PASAJE DADO:
_ _ _ _

Si a todo eso añadimos la inveterada costumbre de ir barriendo progresivamente a las generaciones precedentes que trae consigo lo de ser jóvenes y buscar su lugar en el mundo, y el modo en que eso se traduce en, admitámoslo, crueldad innecesaria, no es de extrañar que nos encontremos con lo que nos estamos encontrando.
A pesar de los edulcorantes con que se nos intenta hacer más fácil la deglución de lo inevitable (todos esos artículos bienintencionados que proclaman las bondades de una vejez activa, serena y feliz), se hace complicado asumir la progresiva ruina física, la pérdida de la agilidad mental o el triunfo de la ley de la gravedad. Y vienen las redes a terminar de arreglarlo: antes uno podía resignarse a que la aparente eterna juventud era cosa de famosísimas actrices de abultada billetera y cirujanos plásticos de cabecera. Ahora, gracias a la democratización de los procedimientos, la amplia oferta cosmética y la gran mentira de los filtros, cualquiera de nuestras compañeras de colegio aparece en Instagram como si acabara de dejar las aulas, y entonces, como una marea se extiende la necesidad imperiosa de alcanzar esas cotas de juventud, y venga cosméticos, venga tratamientos, venga cirugías, venga ejercicio desaforado, dietas, entrenadores personales, nutricionistas, gurús de cualquier calaña. Ser joven como obligación ineludible. Ser joven, mantenerse joven, como único objetivo en la vida.

_ _ _ _

MATERIAL PROPORCIONADO:
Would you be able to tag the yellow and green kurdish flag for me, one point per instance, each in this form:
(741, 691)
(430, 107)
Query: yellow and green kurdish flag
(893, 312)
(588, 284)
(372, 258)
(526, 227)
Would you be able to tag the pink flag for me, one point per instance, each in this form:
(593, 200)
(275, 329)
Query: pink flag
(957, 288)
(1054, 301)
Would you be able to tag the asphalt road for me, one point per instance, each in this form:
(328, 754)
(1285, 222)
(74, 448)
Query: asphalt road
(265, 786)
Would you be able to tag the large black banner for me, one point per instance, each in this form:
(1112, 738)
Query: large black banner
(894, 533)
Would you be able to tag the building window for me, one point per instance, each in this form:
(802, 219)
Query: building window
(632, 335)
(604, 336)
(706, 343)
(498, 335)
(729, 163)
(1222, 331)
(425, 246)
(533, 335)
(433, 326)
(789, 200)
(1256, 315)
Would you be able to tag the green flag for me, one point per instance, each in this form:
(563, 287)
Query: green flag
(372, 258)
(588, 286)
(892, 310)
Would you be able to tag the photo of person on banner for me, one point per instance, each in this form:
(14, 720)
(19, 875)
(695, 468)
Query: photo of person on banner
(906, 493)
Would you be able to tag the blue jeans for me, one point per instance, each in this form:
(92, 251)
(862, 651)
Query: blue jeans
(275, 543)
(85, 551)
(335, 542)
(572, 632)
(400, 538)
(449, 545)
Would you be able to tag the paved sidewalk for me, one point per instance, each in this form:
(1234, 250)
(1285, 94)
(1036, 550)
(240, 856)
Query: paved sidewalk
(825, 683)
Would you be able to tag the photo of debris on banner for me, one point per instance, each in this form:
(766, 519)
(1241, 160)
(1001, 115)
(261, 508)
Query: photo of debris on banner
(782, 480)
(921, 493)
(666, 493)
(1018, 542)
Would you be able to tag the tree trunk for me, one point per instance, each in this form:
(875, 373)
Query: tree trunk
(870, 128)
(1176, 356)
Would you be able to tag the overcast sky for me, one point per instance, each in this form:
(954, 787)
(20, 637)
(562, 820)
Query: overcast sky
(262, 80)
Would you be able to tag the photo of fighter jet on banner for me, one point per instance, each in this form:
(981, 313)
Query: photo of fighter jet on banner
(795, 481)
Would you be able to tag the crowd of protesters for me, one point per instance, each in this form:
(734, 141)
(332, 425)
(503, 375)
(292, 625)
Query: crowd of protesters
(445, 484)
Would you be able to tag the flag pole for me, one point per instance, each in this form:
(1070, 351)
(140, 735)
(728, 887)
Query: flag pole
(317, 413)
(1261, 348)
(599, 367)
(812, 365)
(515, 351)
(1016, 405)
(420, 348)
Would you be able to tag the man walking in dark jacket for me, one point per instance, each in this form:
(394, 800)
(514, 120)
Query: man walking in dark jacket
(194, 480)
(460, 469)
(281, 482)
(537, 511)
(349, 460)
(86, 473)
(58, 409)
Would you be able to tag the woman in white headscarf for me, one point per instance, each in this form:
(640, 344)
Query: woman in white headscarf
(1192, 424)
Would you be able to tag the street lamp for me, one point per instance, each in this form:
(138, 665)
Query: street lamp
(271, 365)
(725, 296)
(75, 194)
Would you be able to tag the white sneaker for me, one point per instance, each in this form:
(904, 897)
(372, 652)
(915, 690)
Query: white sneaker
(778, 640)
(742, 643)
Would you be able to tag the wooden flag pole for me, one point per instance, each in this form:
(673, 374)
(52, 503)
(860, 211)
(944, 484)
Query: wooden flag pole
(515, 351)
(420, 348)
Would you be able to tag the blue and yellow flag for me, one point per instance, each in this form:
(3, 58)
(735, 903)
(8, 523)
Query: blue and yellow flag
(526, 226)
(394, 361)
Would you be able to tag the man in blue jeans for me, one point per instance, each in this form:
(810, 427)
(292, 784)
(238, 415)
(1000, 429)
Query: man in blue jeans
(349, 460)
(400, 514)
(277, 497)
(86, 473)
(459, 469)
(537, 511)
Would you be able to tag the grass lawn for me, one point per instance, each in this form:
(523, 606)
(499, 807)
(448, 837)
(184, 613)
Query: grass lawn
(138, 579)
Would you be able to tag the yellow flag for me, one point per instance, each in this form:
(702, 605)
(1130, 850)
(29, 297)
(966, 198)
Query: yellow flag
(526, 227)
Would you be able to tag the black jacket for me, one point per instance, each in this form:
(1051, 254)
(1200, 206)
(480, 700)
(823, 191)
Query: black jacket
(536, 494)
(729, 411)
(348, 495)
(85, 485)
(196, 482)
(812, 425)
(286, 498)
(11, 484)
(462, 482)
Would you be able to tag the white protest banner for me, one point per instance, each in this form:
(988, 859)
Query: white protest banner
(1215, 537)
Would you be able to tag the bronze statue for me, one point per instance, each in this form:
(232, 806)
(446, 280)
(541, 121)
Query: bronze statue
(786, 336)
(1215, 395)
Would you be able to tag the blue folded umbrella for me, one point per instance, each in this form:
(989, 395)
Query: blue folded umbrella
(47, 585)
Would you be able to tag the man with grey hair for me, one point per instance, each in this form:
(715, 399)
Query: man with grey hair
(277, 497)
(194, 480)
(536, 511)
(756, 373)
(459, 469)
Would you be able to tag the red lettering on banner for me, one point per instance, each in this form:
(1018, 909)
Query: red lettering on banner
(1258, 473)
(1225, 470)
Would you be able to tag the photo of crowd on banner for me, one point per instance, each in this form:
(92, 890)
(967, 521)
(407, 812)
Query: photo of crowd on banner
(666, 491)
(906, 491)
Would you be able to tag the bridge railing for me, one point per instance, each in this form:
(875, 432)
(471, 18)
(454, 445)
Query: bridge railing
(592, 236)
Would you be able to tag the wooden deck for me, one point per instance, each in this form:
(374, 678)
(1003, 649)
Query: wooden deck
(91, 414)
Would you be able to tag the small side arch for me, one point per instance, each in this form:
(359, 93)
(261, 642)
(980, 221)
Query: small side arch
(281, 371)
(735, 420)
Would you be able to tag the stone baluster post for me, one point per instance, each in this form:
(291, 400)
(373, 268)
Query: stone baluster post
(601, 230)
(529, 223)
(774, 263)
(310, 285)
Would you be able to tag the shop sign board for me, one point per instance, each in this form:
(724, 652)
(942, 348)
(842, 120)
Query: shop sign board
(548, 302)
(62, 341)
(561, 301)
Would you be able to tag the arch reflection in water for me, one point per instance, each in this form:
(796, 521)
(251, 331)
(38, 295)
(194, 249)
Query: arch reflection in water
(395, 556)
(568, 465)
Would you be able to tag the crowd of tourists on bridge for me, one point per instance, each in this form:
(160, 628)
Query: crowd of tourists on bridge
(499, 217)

_ _ _ _

INSTRUCCIÓN: Prosigue el pasaje sobre la obsesión por mantenerse joven a partir de su última oración. Los registros proceden de otra fuente distinta del pasaje.

RESULTADO DEL EJERCICIO:
Y seamos justos: aquí las responsabilidades hay que repartirlas. La midorexia, esa obsesión que tiene mucho de religión que persigue la tersura de la piel y la dureza del cuerpo, las cabezas pobladas (por fuera) y las tallas 38, igual no sería abrazada por tanta gente si el edadismo, ese desprecio que arrincona inmisericorde, no fuera igual de implacable. Si la experiencia no cotizara a la baja y la imagen no se hubiera convertido en el único activo. Si el negocio de la longevidad no supusiera tan altos beneficios. Si hacerse mayor, y lo que supone, no se contemplara como una maldición bíblica, un defecto a subsanar, algo que ha terminado por venderse como evitable. Como si se pudiera.
Entre tanto, ahí vamos, con rostros que parecen máscaras, con implantes de todo tipo, inflados de bótox, atiborrados de suplementos, y enfundados en ropa deportiva, persiguiendo no se sabe muy bien qué elixir mágico, viendo cómo aumenta el número de midoréxicos, que a fuerza de estirarse tanto la piel terminan también por hacerse un lifting en el cerebro.